Énoncé détaillé:
Pouvez-vous reproduire à l'identique, dans le jugement, tout ce qui s'étend de « JUGEMENT ET MOTIFS » jusqu'à « l’État en Turquie. » inclus ?

Texte extrait:
────────────────────────────────────────

Référence : 2018 CF 1258

[TRADUCTION FRANÇAISE CERTIFIÉE, NON RÉVISÉE]

Toronto (Ontario), le 12 décembre 2018

En présence de monsieur le juge Southcott

ENTRE :

ALI TURAN

demandeur

et

LE MINISTRE DE LA CITOYENNETÉ ET DE L’IMMIGRATION

défendeur

JUGEMENT ET MOTIFS

I.  Aperçu

[1]  La Cour est saisie d’une demande de contrôle judiciaire de la décision par laquelle la Section de la protection des réfugiés (SPR) de la Commission de l’immigration et du statut de réfugié (CISR) a rejeté, le 2 mai 2018, la demande d’asile du demandeur.

[2]  Tel qu’il est expliqué plus en détail ci‑dessous, la présente demande est accueillie, étant donné que la SPR n’a pas procédé à une analyse raisonnable des allégations de persécution du demandeur ni de la disponibilité de la protection de l’État en Turquie.

II.  Contexte

[3]  Le demandeur, Ali Turan, qui est âgé de 63 ans, est un citoyen de la Turquie, de descendance arménienne, qui est venu au Canada en 2012 et y a demandé l’asile. Il a présenté une demande d’asile au motif qu’il subissait de la persécution fondée sur ses croyances religieuses en Turquie, affirmant qu’il n’était pas en mesure d’y pratiquer librement la religion chrétienne (s’étant converti de l’islam au christianisme dans les années 1980) et qu’il avait à maintes reprises fait l’objet de menaces de la part de la famille musulmane extrémiste de son ancienne épouse.

[4]  M. Turan a épousé sa première épouse en 1981, et ils ont eu deux filles. Il affirme que traditionnellement, sa famille était chrétienne, qu’il a commencé à s’intéresser au christianisme au milieu des années 1980 et qu’il a finalement pris la décision de s’y convertir. Son épouse de l’époque s’y est opposée et la famille de cette dernière l’a menacé. Ils ont divorcé en 1993, après quoi son ancienne épouse a emmené leurs enfants avec elle à Istanbul et a refusé de laisser M. Turan les voir. Lorsqu’il a essayé de leur rendre visite, il a été battu et menacé par la famille de son ancienne épouse.

[5]  M. Turan affirme qu’il a continué à pratiquer le christianisme, mais qu’à cause de cela, ses amis et les membres de sa collectivité le fuyaient. Il a également été contraint de quitter son poste d’enseignant. M. Turan s’est remarié en 1998. Il a eu deux fils avec sa deuxième épouse et a exploité un petit magasin pendant plusieurs années. Toutefois, il prétend que sa première épouse est revenue dans la région et que son frère et elle venaient le harceler à son magasin, qu’ils l’y ont agressé et qu’ils y ont commis des actes de vandalisme. M. Turan a quitté la Turquie pour se rendre en Australie en 2005, après quoi sa deuxième épouse a divorcé d’avec lui. Il est retourné en Turquie en 2010 pour régler son divorce. Une fois qu’il fut revenu en Turquie, la famille de sa première épouse a recommencé à le menacer et à le harceler. La police a été appelée, mais selon M. Turan, elle aurait dit aux parties de régler l’affaire entre elles.

────────────────────────────────────────

Matériel fourni:

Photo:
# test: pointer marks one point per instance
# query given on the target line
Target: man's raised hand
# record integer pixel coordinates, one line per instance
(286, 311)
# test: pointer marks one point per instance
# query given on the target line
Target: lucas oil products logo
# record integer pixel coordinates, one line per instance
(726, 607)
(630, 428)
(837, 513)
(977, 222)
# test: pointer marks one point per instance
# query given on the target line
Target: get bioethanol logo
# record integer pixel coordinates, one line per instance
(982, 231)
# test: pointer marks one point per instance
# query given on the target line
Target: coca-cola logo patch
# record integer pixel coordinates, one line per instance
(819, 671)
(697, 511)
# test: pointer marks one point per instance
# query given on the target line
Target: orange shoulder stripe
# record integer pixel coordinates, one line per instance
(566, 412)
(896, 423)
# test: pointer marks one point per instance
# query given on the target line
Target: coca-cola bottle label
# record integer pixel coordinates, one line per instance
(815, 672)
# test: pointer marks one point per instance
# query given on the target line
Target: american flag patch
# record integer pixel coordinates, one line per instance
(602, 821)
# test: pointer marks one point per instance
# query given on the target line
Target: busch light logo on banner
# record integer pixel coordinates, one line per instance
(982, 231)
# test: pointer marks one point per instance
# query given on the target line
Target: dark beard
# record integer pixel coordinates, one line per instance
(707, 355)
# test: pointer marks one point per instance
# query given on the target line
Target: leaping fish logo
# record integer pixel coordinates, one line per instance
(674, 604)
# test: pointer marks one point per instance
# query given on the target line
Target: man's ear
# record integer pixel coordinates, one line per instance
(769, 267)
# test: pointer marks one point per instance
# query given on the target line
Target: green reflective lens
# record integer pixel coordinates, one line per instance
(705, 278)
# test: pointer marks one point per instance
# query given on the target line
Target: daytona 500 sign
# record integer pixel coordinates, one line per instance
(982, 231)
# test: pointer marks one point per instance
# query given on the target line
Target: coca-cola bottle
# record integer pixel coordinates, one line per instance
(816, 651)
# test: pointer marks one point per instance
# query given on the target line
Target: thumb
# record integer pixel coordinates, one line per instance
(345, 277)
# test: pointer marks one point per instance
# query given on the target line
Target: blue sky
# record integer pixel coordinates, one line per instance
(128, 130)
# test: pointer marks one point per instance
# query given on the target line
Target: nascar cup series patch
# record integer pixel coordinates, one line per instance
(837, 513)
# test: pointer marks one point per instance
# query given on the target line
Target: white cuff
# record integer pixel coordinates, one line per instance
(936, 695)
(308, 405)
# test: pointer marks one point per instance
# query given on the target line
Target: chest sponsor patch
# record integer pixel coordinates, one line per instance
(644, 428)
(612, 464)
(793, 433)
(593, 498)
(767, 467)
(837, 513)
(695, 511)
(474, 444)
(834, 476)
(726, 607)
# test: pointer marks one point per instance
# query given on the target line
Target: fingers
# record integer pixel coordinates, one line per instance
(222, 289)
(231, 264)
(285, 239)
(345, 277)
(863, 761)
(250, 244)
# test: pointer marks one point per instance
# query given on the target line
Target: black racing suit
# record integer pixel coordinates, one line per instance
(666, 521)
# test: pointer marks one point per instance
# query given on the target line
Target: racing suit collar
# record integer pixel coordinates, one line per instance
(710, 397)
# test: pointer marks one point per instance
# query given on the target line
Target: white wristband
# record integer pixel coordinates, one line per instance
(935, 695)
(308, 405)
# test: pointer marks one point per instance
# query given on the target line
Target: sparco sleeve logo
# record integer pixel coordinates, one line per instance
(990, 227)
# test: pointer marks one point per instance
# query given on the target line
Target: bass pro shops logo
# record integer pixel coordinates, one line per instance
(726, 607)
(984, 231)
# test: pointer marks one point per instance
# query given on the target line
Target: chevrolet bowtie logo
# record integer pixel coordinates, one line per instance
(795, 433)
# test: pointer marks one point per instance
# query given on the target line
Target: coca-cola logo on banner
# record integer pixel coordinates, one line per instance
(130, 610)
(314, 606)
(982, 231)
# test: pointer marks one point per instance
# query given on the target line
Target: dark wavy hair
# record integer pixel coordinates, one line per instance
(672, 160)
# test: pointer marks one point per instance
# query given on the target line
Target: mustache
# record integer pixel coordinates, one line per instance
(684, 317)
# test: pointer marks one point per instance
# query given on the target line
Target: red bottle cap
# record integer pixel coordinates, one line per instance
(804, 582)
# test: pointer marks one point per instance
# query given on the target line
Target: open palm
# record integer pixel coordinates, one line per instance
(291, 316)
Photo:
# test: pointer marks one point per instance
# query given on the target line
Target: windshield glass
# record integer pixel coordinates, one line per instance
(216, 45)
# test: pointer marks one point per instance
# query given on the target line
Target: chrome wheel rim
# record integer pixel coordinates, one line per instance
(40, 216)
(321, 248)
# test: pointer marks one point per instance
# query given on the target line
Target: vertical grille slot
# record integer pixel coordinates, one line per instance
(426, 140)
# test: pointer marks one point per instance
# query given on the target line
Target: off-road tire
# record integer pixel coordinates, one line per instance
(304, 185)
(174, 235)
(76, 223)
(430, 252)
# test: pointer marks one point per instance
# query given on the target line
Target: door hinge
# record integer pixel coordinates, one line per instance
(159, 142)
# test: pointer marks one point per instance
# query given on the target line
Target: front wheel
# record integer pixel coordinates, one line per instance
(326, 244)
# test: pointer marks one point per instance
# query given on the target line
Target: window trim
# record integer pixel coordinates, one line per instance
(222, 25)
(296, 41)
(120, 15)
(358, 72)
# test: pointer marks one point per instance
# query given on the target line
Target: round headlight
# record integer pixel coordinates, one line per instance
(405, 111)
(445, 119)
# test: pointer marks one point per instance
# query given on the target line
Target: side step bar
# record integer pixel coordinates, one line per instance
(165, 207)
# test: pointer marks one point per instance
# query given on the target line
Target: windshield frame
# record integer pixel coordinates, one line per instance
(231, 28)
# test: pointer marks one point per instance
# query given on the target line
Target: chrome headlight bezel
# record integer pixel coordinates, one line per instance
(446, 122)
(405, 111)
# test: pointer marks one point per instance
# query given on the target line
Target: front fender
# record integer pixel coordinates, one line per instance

────────────────────────────────────────

Corrigé de l'exercice:
JUGEMENT ET MOTIFS

I.  Aperçu

[1]  La Cour est saisie d’une demande de contrôle judiciaire de la décision par laquelle la Section de la protection des réfugiés (SPR) de la Commission de l’immigration et du statut de réfugié (CISR) a rejeté, le 2 mai 2018, la demande d’asile du demandeur.

[2]  Tel qu’il est expliqué plus en détail ci‑dessous, la présente demande est accueillie, étant donné que la SPR n’a pas procédé à une analyse raisonnable des allégations de persécution du demandeur ni de la disponibilité de la protection de l’État en Turquie.